__What to do__
Copy out the material below, swapping "one line per instance" for "a separate line for each instance" every time it appears and keeping everything else the same. Leave the pictures out.

[Named-object pointing records]
• • •
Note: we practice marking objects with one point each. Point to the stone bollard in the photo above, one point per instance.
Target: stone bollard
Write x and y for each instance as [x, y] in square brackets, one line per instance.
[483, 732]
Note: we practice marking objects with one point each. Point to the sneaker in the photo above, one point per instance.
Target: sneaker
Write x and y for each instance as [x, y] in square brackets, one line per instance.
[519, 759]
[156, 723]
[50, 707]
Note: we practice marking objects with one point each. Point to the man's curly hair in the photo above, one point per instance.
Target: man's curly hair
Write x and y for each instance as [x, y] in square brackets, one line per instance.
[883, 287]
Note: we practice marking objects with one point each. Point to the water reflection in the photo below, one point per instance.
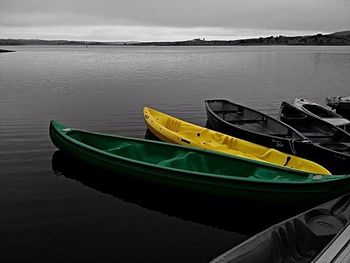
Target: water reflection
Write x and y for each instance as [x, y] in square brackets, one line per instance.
[230, 215]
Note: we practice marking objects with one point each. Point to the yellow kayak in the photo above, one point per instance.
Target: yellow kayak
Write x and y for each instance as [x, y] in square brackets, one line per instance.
[170, 129]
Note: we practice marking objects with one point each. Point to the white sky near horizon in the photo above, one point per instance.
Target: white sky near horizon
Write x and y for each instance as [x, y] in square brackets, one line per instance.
[162, 20]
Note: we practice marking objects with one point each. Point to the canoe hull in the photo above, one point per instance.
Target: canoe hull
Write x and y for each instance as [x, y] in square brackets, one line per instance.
[286, 194]
[331, 145]
[340, 104]
[171, 129]
[298, 239]
[239, 131]
[336, 162]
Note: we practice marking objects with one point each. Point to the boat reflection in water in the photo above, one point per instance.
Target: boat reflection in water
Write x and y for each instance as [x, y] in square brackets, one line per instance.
[238, 216]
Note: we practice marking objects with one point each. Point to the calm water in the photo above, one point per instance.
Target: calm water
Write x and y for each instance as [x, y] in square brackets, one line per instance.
[54, 209]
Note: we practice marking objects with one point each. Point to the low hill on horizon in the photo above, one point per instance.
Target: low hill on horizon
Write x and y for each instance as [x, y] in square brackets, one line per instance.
[341, 38]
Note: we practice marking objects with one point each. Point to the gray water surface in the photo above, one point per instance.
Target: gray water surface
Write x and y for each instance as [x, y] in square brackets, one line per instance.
[53, 214]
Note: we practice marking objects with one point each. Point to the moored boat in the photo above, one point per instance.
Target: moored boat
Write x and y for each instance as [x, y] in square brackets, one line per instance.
[322, 113]
[331, 144]
[341, 105]
[251, 125]
[171, 129]
[274, 133]
[299, 239]
[196, 169]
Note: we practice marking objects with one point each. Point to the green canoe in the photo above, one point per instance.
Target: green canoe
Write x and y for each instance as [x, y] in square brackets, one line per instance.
[197, 170]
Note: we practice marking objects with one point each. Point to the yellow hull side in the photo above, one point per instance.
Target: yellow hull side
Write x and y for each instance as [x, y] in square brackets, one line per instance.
[171, 129]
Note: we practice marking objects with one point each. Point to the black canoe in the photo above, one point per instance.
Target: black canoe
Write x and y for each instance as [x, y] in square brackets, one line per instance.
[333, 143]
[251, 125]
[303, 238]
[340, 104]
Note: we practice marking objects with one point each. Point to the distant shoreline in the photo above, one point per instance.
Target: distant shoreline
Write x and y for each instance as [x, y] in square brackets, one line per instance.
• • •
__Answer in full__
Note: we practice marking objects with one point each. Point to the stone bollard in the photo above, one point per instance.
Target: stone bollard
Write x and y for each instance as [x, y] in square brackets, a separate line for each instance.
[483, 732]
Note: we practice marking objects with one point each. Point to the sneaker in the photo above, one point per instance.
Target: sneaker
Write x and y for each instance as [x, y] in square brackets, a separate line for each instance.
[519, 759]
[156, 723]
[50, 707]
Note: we practice marking objects with one point each. Point to the man's curly hair in the photo above, one point per instance.
Target: man's curly hair
Write x and y for each instance as [x, y] in square brackets, a separate line for each instance.
[883, 287]
Note: we practice marking objects with one point each. Point to the water reflection in the photo below, one point per instance.
Target: water reflection
Write x and y for each instance as [x, y] in square brackets, a separate line for each instance.
[230, 215]
Note: we practice marking objects with one point each. Point to the yellow kayak in the photo above, one point per instance.
Target: yellow kayak
Write x and y for each instance as [x, y] in square brackets, a separate line for each instance.
[170, 129]
Note: we practice marking objects with one point each. Point to the white sky near horizon in the photo above, one point per instance.
Target: white sky near horizon
Write x and y for each instance as [x, y] in square brackets, a separate line for each instance.
[162, 20]
Note: we practice marking objects with one point each. Point to the canoe hull in the photo above, one point per instance.
Target: canoe hull
Write x and y for each instance as [x, y] in square brackets, a separate line for each instance.
[286, 194]
[331, 145]
[340, 104]
[171, 129]
[298, 239]
[239, 131]
[336, 162]
Note: we practice marking objects with one point each. Point to the boat reflection in water in the photo above, one point per instance.
Target: boat reflection in water
Write x and y for each instance as [x, y] in square brackets, a separate line for each instance.
[238, 216]
Note: we practice marking objects with one point each. Point to the calm water in the photo above, one point per instance.
Target: calm water
Write x and y for each instance as [x, y] in square brackets, a separate line for each instance.
[54, 209]
Note: we practice marking objects with one point each. Point to the low hill on horizon in the photo above, one point per instance.
Target: low hill on horizon
Write x and y for each instance as [x, y] in square brackets, a separate line for each instance.
[341, 38]
Note: we practice marking objects with one point each. Point to the gray water surface in the photo above, one point per instance.
Target: gray water surface
Write x and y for each instance as [x, y] in square brackets, a separate line for each instance.
[53, 214]
Note: we practice marking objects with one point each. Point to the moored boat in the photo above, one point per instance.
Target: moored boat
Write x and y for each instance as [x, y] in square brackets, a separate line for each instance.
[322, 113]
[331, 144]
[341, 105]
[251, 125]
[171, 129]
[274, 133]
[299, 239]
[196, 169]
Note: we practice marking objects with one point each. Point to the green canoe in the photo above, one point per instance.
Target: green canoe
Write x and y for each instance as [x, y] in square brackets, a separate line for each instance.
[197, 170]
Note: we practice marking objects with one point each. Point to the yellow hull side in the photo above, one point per instance.
Target: yellow hull side
Write x and y for each instance as [x, y] in square brackets, a separate line for each instance.
[171, 129]
Note: we practice marking objects with one point each. Point to the black canoe in the photo above, one point per instance.
Target: black canoe
Write x and y for each instance as [x, y] in square brackets, a separate line for each instance.
[333, 143]
[251, 125]
[303, 238]
[340, 104]
Note: we practice marking objects with one point each. Point to the distant shoreline in the photo above, one point per instance.
Target: distant shoreline
Write x and y for each instance as [x, y] in square brackets, a separate line for each instance.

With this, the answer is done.